= Reading passage =
'''

Featuring: Svea Duwe, Manaf Halbouni, Sven Johne, Daniel Kahn, Flo Kasearu, Kristina Norman, Max Kowalewski, Raul Walch, Theatre NO99, Tools for Action, Jaan Toomik, Center for Political Beauty et al.
Helsinki - Sofia
21.09-23.09.2018
Helsinki
Festival Nomads at the STOA Cultural Centre in Helsinki
21 Sept.: Screening of the experimental film Every Month (1940–2013) & My Dream(slide-show, 57 slides), both by Dimitar Shopov: For the Freiraum project, Bulgarian artists Vera Mlechevska and Dimitar Shopov were invited to Helsinki to work there and collaborate with local artists. The resulting works were presented at the Nomads Festival.
22 Sept.: Performance of Cruel Nature by Vera Mlechevska: Sofia-based artist Vera Mlechevska studies “urban nature”, i.e. manifestations of nature in cities. In this performance she presented the results of her stay in Helsinki and her exchange with local artists.
Krakow - Sarajevo
21.09.2018
Krakow
Sarajevo’s Freiraum film – about the question: Where are the girls? – was screened – in the Bosnian director’s presence – on 21 September 2018 at a feminist conference in Krakow. Krakow has also answered Sarajevo’s question – How can we raise awareness of the importance of freedom today? – in a film made in collaboration with Jagiellonian University.
There Is No Freedom Without Solidarity (Nie ma Wolnosci bez Solidarnosci) is about the events of 1988, shortly before the fall of Communism in Poland. 30 years later, students at Jagiellonian University asked those involved in the struggles in the Nowa Huta factories at the time what kind of freedom they were fighting for. In this moving documentary, the former factory workers talk about what freedom means to them, then and now.

'''

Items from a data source
'''

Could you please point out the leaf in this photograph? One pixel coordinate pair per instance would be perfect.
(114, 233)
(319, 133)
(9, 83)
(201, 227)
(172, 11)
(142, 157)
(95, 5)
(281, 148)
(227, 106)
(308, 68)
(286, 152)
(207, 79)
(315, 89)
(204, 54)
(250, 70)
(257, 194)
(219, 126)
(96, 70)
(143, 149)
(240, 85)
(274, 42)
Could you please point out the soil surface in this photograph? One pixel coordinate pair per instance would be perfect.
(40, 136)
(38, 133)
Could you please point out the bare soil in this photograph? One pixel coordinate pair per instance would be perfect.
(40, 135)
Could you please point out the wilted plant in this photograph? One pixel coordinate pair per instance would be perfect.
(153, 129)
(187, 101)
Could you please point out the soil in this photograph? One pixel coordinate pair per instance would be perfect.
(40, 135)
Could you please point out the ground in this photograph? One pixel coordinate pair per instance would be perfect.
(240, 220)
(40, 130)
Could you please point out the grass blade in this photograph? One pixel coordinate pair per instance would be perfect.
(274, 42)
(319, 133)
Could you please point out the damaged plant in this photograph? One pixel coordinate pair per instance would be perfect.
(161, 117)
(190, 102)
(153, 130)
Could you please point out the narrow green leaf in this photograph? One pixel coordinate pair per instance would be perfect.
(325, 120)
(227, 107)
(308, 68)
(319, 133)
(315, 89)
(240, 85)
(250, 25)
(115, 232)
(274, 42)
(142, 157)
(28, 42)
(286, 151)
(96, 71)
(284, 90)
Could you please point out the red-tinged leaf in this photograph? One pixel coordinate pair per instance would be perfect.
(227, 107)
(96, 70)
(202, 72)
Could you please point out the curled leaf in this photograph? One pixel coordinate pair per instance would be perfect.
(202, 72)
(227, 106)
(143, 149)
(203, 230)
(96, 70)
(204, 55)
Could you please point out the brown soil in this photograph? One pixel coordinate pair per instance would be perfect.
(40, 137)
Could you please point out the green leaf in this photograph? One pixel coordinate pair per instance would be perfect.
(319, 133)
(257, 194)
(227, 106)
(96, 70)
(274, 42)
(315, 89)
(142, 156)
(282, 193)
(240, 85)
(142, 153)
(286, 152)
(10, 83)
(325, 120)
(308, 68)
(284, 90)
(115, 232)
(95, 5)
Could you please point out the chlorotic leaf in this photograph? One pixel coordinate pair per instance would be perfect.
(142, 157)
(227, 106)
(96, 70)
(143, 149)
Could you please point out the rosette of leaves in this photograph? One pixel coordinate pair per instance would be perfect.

'''

= Tasks to complete =
a) List every work that is given a title in the Freiraum event listing.
b) Decide whether each statement agrees with the Freiraum event listing, and quote the words that settle it: (i) Cruel Nature was performed on 22 September. (ii) The Sarajevo film was screened in Krakow without its director present. (iii) The Jagiellonian University documentary is about the events of 1989.

= Answers by task =
a)
Every Month (1940–2013)
My Dream
Cruel Nature
There Is No Freedom Without Solidarity (Nie ma Wolnosci bez Solidarnosci)

b)
(i) Yes: "22 Sept.: Performance of Cruel Nature by Vera Mlechevska"
(ii) No: "in the Bosnian director’s presence"
(iii) No: "is about the events of 1988"